(Используя сведения):
A: Откуда в последний вечер пребывания рассказчика в артель вернулся секретарь парткома Резников, согласно тексту о резчиках?
B: Воспроизведите фрагмент текста о резчиках начиная с «какой-то передаточной инстанцией…» и заканчивая «распорядился сострогать начисто.» включительно, подставив «сорок рублей» вместо «пятьдесят рублей».
C: Назовите всех людей, которые упоминаются в тексте о резчиках по имени, отчеству или фамилии.

(Выбранный текст):
Я отвечаю, что мне кажется, пронинская тройка никогда не страдала статичностью и очень сомнительно приписывать авторское право школе только за то, что она взяла готовый образец народной тройки, последним исполнителем которой является Михаил Алексеевич Пронин. Правда, школа переделала ее на чапаевскую, а потом дала не только скопировать, но и выправить тому же Пронину. Выходит, что тройка в самом первичном прообразе и, наконец, в окончательной фактуре принадлежит Пронину, а школа явилась

какой-то передаточной инстанцией…

– Нет, все это совсем не так! – горячится Стулов. – Михаил Алексеич сейчас просто пьян, когда проспится, поймет, и не будет попусту трепать языком.

– Вам сроду не вырезать таких коней, – усмехается Пронин. – Ладно, пусть пропадут мои пятьдесят рублей… Вот часы – обидно. Нам и в артели Пучков тоже не велит ставить подпись. Я раз ножом вырезал свое звание, а он распорядился сострогать начисто.

Исаак Абрамов о чем-то толкует с Барашковым и до нас долетают только отрывки фраз.

– Нисколько я не учился… дошел до всего сам…

Антип Ермилыч кривится презрительной гримасой.

– Есть же на свете чудаки такие, – кивает он в сторону Исаака, – не учился он! Ну, и чудак…


* * *

Я уехал из Богородского с тем, чтобы вернуться через десять дней и посмотреть, каков же результат первой встречи мастеров. В последний вечер моего пребывания в артель возвратился из Загорска секретарь парткома Резников. Он сразу понял значение предстоящей задачи и решительно заявил, что сумеет доставить мастерам весь необходимый материал. Он возьмет с Пронина слово не пить до окончания работы и обеспечит настоящие условия для творчества.

Меня радовало, что семеновцы уже оценили способ распаривания сырой осины. Они поняли, что для «живности» требуются тонкие стамески. Я вспоминал, с какой жадностью рассматривали богородчане поделки Михаила Угланова и как тут же отвергли они для себя работу с теслом. Им казалось способнее вынимать нутро ковша стамеской. Зато круглый резец был явно необходим богородчанам.

Все же приходилось сомневаться в успехе задуманных мастерами гибридов. И, конечно, тут дело не в художественном руководстве, отсутствие которого так беспокоит Стулова. Указка квалифицированного городского скульптора могла бы только засушить, даже исказить коллективные замыслы. Но ясно, что у резчиков было слишком мало времени присмотреться друг к другу. Они могли лишь угадывать взаимные возможности. И как бы ни выглядели задуманные ими гибриды, несомненно, что опыт этот, пусть даже неудачный, лучше всего поможет мастерам перенять многие технические особенности различных навыков резьбы, обогатит их скромный набор инструментов и натолкнет на новые темы.

(Исходные данные):

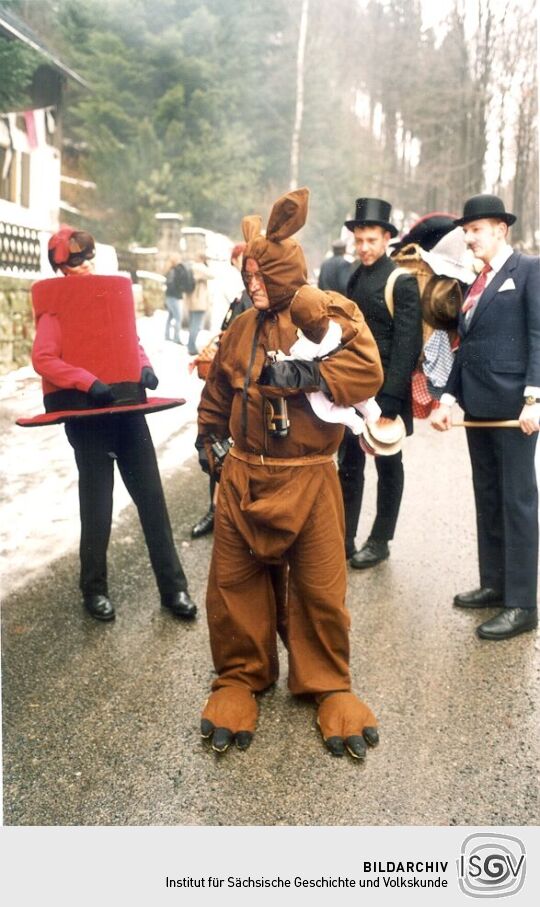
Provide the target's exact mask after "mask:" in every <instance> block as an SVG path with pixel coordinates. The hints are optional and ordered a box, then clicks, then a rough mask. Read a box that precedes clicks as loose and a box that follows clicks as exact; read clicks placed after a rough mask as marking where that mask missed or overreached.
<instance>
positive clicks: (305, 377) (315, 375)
mask: <svg viewBox="0 0 540 907" xmlns="http://www.w3.org/2000/svg"><path fill="white" fill-rule="evenodd" d="M257 383H258V384H264V385H266V386H267V387H280V388H282V389H284V390H294V389H297V390H303V389H304V388H311V389H313V388H319V387H320V383H321V378H320V374H319V363H318V362H306V361H304V360H303V359H294V360H292V359H291V360H287V361H286V362H273V363H271V364H270V365H265V366H264V368H263V370H262V372H261V375H260V378H259V380H258V382H257Z"/></svg>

(Результаты упражнения):
A: Из Загорска.

B:
какой-то передаточной инстанцией…

– Нет, все это совсем не так! – горячится Стулов. – Михаил Алексеич сейчас просто пьян, когда проспится, поймет, и не будет попусту трепать языком.

– Вам сроду не вырезать таких коней, – усмехается Пронин. – Ладно, пусть пропадут мои сорок рублей… Вот часы – обидно. Нам и в артели Пучков тоже не велит ставить подпись. Я раз ножом вырезал свое звание, а он распорядился сострогать начисто.

C: Михаил Алексеевич Пронин, Стулов, Пучков, Исаак Абрамов, Барашков, Антип Ермилыч, Резников, Михаил Угланов.